A new study by researchers at McMaster University USA, published online in the journal Federation of American Societies for Experimental Biology (FASEB) to be available in the May 2008 print issue, has shed some light on the relationship between women who smoke while pregnant, or are exposed to second-hand smoke, and an increased risk of Sudden Infant Death Syndrome (SIDS) to their babies.
Researchers found out that a specific mechanism is the reason a baby's ability to respond to oxygen deprivation after bith (called a hypoxic episode) is significantly reduced if they are exposed to even light to moderate amounts of nicotine in the womb.
"While cigarette smoke contains many different compounds, we found there is a direct impact of one component, nicotine, on the ability of certain cells to detect and respond to oxygen deprivation," says Josef Buttigieg, lead author and a PhD student in the Department of Biology. "When a baby is lying face down in bed, for example, it should sense a reduction in oxygen and move its head. But this arousal mechanism doesn't work as it should in babies exposed to nicotine during pregnancy."

■ Data supplied:
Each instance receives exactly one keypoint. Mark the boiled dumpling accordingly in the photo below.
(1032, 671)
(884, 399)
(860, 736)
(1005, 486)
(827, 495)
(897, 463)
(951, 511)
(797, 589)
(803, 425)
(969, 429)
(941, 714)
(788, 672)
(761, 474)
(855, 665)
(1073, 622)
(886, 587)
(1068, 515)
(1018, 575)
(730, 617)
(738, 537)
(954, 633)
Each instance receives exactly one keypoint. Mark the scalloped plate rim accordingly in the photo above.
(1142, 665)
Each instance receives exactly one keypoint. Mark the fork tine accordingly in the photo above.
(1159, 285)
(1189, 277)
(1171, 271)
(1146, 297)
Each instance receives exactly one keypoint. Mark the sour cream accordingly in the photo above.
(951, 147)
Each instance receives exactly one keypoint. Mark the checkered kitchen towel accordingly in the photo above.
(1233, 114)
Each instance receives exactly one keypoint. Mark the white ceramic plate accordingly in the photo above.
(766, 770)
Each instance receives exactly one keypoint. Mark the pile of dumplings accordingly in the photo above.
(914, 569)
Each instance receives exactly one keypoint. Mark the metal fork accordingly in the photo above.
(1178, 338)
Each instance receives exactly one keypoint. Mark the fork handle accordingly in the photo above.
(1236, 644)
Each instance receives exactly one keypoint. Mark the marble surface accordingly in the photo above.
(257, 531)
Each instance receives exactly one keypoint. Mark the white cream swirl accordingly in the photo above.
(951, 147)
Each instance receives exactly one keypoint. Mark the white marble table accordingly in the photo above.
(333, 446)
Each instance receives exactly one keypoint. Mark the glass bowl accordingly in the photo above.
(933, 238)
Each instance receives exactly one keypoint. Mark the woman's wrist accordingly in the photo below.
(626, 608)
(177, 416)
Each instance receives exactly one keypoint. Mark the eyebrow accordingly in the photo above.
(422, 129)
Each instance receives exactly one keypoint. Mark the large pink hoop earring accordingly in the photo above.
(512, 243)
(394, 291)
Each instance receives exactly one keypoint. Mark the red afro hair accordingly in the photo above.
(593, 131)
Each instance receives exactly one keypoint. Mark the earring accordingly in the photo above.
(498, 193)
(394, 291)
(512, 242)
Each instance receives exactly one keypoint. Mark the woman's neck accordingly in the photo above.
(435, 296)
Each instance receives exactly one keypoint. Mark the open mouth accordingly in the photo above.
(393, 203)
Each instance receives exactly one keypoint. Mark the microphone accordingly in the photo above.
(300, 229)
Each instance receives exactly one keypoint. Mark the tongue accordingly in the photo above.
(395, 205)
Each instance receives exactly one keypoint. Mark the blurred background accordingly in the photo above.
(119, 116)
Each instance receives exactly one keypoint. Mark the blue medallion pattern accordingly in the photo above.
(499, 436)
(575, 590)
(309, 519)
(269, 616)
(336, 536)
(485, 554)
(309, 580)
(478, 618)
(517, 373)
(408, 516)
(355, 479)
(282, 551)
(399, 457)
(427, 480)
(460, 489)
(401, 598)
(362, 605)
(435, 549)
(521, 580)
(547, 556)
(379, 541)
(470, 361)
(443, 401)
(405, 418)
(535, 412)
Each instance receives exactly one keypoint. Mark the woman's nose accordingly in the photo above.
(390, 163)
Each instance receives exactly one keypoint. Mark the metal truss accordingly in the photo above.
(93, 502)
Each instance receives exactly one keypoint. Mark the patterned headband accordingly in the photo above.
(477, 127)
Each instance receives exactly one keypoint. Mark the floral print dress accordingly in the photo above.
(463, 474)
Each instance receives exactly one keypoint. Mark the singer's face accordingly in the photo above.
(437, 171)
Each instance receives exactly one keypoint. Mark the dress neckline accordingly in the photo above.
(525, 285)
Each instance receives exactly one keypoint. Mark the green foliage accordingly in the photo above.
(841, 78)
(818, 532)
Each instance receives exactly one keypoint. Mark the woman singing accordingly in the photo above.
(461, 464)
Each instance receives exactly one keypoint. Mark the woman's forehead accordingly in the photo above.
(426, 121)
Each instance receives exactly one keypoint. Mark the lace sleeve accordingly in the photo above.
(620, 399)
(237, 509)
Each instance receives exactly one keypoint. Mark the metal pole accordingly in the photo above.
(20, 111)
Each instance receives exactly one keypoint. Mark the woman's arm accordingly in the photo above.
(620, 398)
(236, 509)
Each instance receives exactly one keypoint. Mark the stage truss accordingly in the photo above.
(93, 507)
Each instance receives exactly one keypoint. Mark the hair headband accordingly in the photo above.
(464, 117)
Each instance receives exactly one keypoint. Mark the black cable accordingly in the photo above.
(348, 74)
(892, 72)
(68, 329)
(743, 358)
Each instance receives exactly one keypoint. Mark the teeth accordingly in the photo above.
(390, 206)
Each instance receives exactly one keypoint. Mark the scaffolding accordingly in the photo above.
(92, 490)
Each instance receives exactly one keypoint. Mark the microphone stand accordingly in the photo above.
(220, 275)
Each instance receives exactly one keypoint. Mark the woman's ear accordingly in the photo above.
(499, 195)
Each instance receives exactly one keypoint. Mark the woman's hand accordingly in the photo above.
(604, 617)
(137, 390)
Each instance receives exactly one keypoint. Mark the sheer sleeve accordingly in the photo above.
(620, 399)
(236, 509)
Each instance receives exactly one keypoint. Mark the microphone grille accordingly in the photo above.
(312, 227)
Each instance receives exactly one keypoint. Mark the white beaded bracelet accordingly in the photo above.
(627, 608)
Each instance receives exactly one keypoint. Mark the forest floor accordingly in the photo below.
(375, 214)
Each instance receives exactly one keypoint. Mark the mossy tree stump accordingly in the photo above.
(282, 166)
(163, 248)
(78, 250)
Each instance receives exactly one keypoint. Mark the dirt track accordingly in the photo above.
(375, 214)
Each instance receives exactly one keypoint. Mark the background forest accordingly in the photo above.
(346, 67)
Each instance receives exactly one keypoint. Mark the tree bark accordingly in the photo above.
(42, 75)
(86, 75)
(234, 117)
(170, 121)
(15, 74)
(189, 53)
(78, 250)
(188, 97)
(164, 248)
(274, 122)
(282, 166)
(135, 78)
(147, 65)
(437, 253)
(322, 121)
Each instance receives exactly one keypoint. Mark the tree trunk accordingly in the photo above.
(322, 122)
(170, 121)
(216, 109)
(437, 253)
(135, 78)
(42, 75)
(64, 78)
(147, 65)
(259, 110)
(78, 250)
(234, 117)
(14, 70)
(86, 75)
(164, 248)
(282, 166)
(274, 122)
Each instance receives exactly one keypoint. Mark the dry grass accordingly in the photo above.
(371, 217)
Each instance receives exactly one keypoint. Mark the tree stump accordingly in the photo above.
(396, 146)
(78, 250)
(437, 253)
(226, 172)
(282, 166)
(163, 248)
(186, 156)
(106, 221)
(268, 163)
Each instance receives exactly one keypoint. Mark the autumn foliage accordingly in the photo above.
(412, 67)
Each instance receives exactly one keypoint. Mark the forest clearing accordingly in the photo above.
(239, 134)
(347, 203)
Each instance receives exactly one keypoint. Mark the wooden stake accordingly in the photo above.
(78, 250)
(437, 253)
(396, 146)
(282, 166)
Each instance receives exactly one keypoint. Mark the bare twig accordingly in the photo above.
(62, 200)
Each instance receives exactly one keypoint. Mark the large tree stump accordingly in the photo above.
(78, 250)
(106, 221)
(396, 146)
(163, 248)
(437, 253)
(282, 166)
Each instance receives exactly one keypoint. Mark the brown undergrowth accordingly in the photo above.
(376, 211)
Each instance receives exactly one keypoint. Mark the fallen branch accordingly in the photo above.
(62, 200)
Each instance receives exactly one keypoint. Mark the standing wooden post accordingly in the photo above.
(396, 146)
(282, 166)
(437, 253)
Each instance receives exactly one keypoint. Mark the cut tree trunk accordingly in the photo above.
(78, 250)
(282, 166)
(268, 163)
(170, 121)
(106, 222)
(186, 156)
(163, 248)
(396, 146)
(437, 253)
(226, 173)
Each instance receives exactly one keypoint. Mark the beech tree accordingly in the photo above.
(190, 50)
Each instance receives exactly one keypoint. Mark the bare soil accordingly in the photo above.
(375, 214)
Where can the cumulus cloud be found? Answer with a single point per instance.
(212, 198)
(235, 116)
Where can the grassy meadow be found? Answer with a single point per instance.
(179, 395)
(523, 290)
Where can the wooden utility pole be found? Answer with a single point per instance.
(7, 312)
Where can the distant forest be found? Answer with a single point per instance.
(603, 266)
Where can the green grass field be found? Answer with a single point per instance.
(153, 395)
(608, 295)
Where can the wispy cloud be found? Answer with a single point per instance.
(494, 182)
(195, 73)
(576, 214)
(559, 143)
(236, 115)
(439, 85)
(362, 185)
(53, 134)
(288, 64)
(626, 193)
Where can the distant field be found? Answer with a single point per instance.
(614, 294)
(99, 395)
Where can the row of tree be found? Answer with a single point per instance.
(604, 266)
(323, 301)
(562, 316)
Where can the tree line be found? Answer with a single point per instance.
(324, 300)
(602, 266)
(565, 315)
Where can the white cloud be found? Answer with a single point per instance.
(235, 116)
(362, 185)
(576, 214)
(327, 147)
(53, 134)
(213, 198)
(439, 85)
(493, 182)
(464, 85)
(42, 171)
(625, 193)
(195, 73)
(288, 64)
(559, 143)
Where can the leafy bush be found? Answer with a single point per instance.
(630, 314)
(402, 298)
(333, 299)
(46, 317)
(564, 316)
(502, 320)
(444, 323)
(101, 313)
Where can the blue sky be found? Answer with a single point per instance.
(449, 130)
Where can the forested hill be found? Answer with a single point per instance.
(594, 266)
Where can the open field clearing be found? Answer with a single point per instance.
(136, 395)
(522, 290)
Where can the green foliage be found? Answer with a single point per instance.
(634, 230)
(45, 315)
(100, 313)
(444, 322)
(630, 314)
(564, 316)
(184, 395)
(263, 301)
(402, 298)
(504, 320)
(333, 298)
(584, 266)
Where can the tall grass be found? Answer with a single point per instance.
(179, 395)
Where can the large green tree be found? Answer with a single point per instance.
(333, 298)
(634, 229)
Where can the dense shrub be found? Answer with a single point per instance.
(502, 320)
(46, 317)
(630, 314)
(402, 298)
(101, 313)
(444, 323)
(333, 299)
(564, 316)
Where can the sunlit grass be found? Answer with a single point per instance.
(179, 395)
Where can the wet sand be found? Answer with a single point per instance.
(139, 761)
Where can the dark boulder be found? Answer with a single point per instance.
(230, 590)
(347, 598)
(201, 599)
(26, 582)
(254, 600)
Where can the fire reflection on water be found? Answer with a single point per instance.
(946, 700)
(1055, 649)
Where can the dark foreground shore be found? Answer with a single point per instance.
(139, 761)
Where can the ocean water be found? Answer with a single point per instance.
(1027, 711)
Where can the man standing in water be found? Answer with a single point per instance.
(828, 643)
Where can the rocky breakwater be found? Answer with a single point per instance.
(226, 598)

■ Task set:
**a)** Quote every word or phrase that the text about smoking in pregnancy places in parentheses.
**b)** Using the text about smoking in pregnancy, explain why a baby exposed to nicotine in the womb may fail to move its head when lying face down in bed.

■ Results of the exercise:
**a)**
- FASEB
- SIDS
- called a hypoxic episode

**b)** Nicotine directly impairs the ability of certain cells to detect and respond to oxygen deprivation. As a result, the arousal mechanism that should make the baby sense the reduced oxygen and move its head does not work as it should.